During this period of his life, he acquired a reputation principally as a free-spending, gambling, sporting man. He married Lady Frances Seymour (1728–1761), daughter of Charles Seymour, 6th Duke of Somerset on 3 September 1750. They had six children:
In 1752, the Pelham ministry suggested to George II that Granby be appointed colonel of the prestigious Royal Horse Guards (Blues), in order to secure the parliamentary support of his family. The king denounced Granby as a sot and a bully, and initially refused to make the appointment. In the meantime, Granby advanced his parliamentary career, and was returned for Cambridgeshire in 1754. Though he despised faction in government, he allied himself with Viscount Royston, the other knight of the shire, a government whig. The king came to view him more favorably, and he defended the Newcastle ministry in the House of Commons. He was promoted major-general in 1755, and was at last made Colonel of the Blues in 1758.
In the remaining campaigns of the Seven Years' War the English contingent was more conspicuous by its conduct than the Prussians themselves. On 31 July 1760 Granby brilliantly stormed Warburg at the head of the British cavalry, capturing 1500 men and ten pieces of artillery. Since his twenties, he had been almost entirely bald, but disdained to wear a wig; during the charge, he lost his hat, giving rise to the expression "going at it bald-headed". A year later (15 July 1761) the British defended the heights of Villinghausen with what Ferdinand himself styled "indescribable bravery". On the following day, he led his troops in a counter-attack and helped drive the French from the field. His opponent, the duc de Broglie, was so impressed that he commissioned a portrait of Granby by Sir Joshua Reynolds. In the last campaign, at Gravenstein and Wilhelmsthal, Homberg, Gudensberg and Cassel, Granby's men bore the brunt of the fighting and earned the greatest share of the glory. Lord Ligonier praised his conduct at Wilhelmsthal, where he cut off the French rearguard as "Il a manoeuvré comme un ange … no man ever acted with more courage or more like a commanding officer." His last field action was at Brückermühl, where he brought two brigades to the relief of General Zastrow.
Granby supported the government's issue of general warrants and prosecution of Wilkes, but in 1765 spoke against the dismissal of army officers for voting against the government in Parliament. In May 1765, Lord Halifax attempted to persuade George III to appoint Granby Commander-in-Chief of the Forces, in the hopes that his popularity would help quell the riot of the London silk weavers. The king refused, having promised the reversion of the post to the Duke of Cumberland, but obtained Granby's retention as Master-General of the Ordnance in the new Rockingham ministry, although Granby did not co-operate with the ministry and voted against the repeal of the Stamp Act.

### Required tasks
(1) List every place the Granby text names as part of the last campaign of the Seven Years' War.
(2) Write the next part of the Granby text, picking up after its final sentence.
The segmentation excerpts are separate material and have no connection to the Granby text.

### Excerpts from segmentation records
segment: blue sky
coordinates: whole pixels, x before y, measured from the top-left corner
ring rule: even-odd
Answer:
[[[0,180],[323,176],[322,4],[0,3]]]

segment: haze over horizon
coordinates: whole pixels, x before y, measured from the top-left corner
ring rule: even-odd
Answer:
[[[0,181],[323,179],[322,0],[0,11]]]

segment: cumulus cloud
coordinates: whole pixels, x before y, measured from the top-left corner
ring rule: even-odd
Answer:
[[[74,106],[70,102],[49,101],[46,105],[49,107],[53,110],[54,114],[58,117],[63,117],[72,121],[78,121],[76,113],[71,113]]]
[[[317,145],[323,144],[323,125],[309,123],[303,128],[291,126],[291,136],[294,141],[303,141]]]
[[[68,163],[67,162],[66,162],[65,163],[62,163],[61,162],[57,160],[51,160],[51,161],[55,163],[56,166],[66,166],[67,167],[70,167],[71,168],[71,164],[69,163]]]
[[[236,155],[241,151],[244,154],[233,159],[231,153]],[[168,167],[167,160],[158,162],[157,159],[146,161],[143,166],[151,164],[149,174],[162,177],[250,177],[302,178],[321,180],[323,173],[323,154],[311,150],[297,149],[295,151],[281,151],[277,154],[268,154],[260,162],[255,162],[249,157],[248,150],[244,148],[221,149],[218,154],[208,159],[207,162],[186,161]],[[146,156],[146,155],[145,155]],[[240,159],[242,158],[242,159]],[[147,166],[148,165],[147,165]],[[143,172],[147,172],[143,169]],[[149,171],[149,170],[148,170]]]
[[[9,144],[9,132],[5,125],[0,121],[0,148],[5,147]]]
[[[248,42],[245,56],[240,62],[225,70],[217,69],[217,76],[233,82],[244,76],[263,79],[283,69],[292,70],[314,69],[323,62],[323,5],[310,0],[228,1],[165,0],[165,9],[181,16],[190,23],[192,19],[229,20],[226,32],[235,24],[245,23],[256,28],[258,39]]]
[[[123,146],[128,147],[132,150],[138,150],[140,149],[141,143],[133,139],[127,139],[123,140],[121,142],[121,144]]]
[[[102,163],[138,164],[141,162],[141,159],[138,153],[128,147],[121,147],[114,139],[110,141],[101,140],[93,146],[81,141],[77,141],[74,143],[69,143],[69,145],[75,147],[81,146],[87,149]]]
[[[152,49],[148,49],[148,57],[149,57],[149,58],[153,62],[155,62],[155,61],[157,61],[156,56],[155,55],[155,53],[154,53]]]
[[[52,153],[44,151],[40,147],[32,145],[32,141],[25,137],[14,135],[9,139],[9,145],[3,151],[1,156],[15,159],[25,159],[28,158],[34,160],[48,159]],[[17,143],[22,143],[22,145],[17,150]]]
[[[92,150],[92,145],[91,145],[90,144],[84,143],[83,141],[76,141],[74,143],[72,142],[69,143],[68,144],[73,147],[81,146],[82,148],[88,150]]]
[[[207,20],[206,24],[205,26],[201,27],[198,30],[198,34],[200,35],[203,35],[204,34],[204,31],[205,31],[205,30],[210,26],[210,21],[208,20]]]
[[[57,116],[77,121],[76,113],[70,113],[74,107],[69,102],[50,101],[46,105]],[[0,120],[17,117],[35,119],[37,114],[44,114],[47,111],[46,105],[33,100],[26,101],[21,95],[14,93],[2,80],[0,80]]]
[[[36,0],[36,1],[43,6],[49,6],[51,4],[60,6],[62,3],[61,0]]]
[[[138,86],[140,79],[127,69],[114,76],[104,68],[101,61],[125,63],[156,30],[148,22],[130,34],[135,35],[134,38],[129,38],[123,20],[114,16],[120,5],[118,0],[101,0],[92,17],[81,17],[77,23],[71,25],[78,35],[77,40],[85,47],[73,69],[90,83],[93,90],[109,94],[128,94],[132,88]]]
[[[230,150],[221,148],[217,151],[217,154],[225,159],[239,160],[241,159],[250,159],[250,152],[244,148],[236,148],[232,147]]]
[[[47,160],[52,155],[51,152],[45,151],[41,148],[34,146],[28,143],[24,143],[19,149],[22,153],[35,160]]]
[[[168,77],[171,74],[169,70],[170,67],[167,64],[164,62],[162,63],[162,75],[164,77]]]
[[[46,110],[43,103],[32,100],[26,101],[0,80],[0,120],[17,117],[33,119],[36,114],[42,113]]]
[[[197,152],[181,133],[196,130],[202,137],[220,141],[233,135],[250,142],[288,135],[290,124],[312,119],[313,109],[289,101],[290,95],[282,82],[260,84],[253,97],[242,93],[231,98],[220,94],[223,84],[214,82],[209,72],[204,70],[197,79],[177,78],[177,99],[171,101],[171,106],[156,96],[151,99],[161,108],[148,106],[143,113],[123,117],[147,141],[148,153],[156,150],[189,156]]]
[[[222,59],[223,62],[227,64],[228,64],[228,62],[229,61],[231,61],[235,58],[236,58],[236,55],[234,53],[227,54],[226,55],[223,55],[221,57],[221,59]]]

### Answers to the tasks
(1) Gravenstein, Wilhelmsthal, Homberg, Gudensberg, Cassel

(2)
Under the Chatham Ministry, Granby was appointed commander-in-chief on 13 August 1766. Despite rumors of his retirement, he vigorously electioneered during the 1768 season, and increased the Rutland interests seats to seven, at some expense. With the resignation of Chatham, he found himself somewhat isolated in the Grafton Ministry. While he had opposed the attempts of the government to expel Wilkes from his seat in Middlesex, his personal dislike of Wilkes overcame his principles, and he voted in favor of the expulsion on 3 February 1769 and for the seating of Henry Luttrell afterwards. It was to prove a capital political mistake. Junius had written his first attack on the ministry at the end of January, not excluding Granby, whom he condemned for servility towards the court and personal corruption. Granby's great popularity might have let him ride out the affair, but his reversal on Wilkes provided new ammunition. Worse still, a reply to Junius by his friend Sir William Draper, intended in his defense, essentially validated the charge that the hard-drinking and personable Granby was easily imposed upon by less scrupulous acquaintances.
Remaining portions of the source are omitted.